PROBLEM:
Present the lines below as a Markdown table with two columns, "Row" for a running number and "Line text" for the line itself. Include every line in order and omit blank lines.
........
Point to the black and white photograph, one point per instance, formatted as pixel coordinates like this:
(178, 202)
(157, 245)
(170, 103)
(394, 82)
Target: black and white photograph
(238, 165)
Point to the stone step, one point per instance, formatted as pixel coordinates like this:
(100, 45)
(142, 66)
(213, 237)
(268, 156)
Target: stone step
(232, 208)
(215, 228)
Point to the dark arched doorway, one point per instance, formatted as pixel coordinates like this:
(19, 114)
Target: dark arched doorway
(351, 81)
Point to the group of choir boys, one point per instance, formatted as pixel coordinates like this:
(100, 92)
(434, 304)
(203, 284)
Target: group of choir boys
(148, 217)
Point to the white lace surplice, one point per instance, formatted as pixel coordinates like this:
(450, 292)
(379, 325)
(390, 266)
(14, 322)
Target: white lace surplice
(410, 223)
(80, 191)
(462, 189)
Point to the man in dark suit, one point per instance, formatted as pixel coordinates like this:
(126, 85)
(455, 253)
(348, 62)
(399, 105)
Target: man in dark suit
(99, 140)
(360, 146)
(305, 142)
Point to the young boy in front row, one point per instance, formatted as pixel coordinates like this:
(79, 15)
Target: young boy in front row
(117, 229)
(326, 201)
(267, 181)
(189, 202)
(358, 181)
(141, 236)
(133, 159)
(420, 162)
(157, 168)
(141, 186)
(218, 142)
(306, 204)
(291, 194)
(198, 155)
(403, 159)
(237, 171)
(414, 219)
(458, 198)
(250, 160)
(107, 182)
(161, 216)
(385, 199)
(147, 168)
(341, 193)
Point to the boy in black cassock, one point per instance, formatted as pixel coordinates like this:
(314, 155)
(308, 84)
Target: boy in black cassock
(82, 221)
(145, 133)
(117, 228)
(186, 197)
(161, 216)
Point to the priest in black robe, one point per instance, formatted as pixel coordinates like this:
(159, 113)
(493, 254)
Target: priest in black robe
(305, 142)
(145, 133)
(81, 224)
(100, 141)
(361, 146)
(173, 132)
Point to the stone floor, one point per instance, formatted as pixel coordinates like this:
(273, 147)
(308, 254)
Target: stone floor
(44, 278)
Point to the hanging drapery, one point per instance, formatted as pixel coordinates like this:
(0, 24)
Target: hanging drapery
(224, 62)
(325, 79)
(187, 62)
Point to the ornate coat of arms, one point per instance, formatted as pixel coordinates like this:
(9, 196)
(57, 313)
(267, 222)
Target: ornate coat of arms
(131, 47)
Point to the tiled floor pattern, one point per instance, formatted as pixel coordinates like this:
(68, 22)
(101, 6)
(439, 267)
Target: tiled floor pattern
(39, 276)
........
TASK OUTPUT:
| Row | Line text |
|---|---|
| 1 | Point to the black and white photograph, one point per instance, formatted as pixel coordinates like this: |
| 2 | (178, 202) |
| 3 | (157, 245) |
| 4 | (170, 103) |
| 5 | (394, 82) |
| 6 | Target: black and white photograph |
| 7 | (238, 165) |
| 8 | Point to the stone step, one point per instance, formatted as pixel coordinates like this: |
| 9 | (100, 45) |
| 10 | (142, 66) |
| 11 | (213, 237) |
| 12 | (268, 156) |
| 13 | Target: stone step |
| 14 | (232, 208) |
| 15 | (215, 228) |
| 16 | Point to the dark arched doorway, one point per instance, formatted as pixel coordinates like this: |
| 17 | (19, 114) |
| 18 | Target: dark arched doorway |
| 19 | (351, 81) |
| 20 | Point to the group of choir boys, one point per instance, formatted as pixel coordinates like this: |
| 21 | (100, 92) |
| 22 | (434, 304) |
| 23 | (203, 284) |
| 24 | Target: group of choir boys |
| 25 | (148, 217) |
| 26 | Point to the white lace surplice, one point per instance, formatted as pixel coordinates like this: |
| 27 | (450, 292) |
| 28 | (379, 325) |
| 29 | (390, 266) |
| 30 | (14, 322) |
| 31 | Target: white lace surplice |
| 32 | (410, 223) |
| 33 | (80, 191) |
| 34 | (462, 189) |
| 35 | Point to the man in dark suit, one point per instance, formatted as pixel coordinates like this: |
| 36 | (126, 85) |
| 37 | (455, 253) |
| 38 | (348, 62) |
| 39 | (399, 105) |
| 40 | Target: man in dark suit |
| 41 | (99, 140) |
| 42 | (360, 146) |
| 43 | (305, 142) |
| 44 | Point to the young boy in front row, one point per instance, formatted as pixel coordinates like this: |
| 45 | (79, 15) |
| 46 | Target: young boy in front row |
| 47 | (117, 229) |
| 48 | (326, 201) |
| 49 | (267, 181) |
| 50 | (189, 202) |
| 51 | (358, 181) |
| 52 | (141, 236) |
| 53 | (133, 159) |
| 54 | (420, 162) |
| 55 | (157, 168) |
| 56 | (141, 186) |
| 57 | (218, 142) |
| 58 | (306, 204) |
| 59 | (291, 194) |
| 60 | (198, 155) |
| 61 | (403, 159) |
| 62 | (237, 171) |
| 63 | (414, 219) |
| 64 | (458, 198) |
| 65 | (250, 160) |
| 66 | (107, 182) |
| 67 | (161, 216) |
| 68 | (385, 199) |
| 69 | (147, 168) |
| 70 | (341, 193) |
| 71 | Point to the boy in black cassock, one point per instance, formatted as pixel coordinates like this: |
| 72 | (314, 155) |
| 73 | (308, 84) |
| 74 | Target: boy in black cassock |
| 75 | (82, 221) |
| 76 | (145, 133) |
| 77 | (117, 228) |
| 78 | (186, 197) |
| 79 | (161, 216) |
| 80 | Point to the priest in black robe, one point per instance, formatted as pixel coordinates like this: |
| 81 | (159, 113) |
| 82 | (493, 254) |
| 83 | Target: priest in black robe |
| 84 | (305, 142) |
| 85 | (145, 133) |
| 86 | (81, 224) |
| 87 | (100, 141) |
| 88 | (361, 146) |
| 89 | (173, 132) |
| 90 | Point to the stone floor, one point per instance, formatted as pixel coordinates like this: |
| 91 | (273, 147) |
| 92 | (308, 254) |
| 93 | Target: stone floor |
| 94 | (44, 278) |
| 95 | Point to the hanging drapery, one point per instance, formatted as pixel coordinates like this: |
| 96 | (0, 24) |
| 97 | Target: hanging drapery |
| 98 | (224, 62) |
| 99 | (325, 79) |
| 100 | (187, 62) |
| 101 | Point to the ornate coat of arms, one point per instance, formatted as pixel coordinates like this: |
| 102 | (9, 196) |
| 103 | (57, 313) |
| 104 | (267, 222) |
| 105 | Target: ornate coat of arms |
| 106 | (131, 47) |
| 107 | Point to the tiled floor pattern, one point per instance, formatted as pixel coordinates like this: |
| 108 | (68, 22) |
| 109 | (101, 6) |
| 110 | (439, 267) |
| 111 | Target: tiled floor pattern |
| 112 | (39, 276) |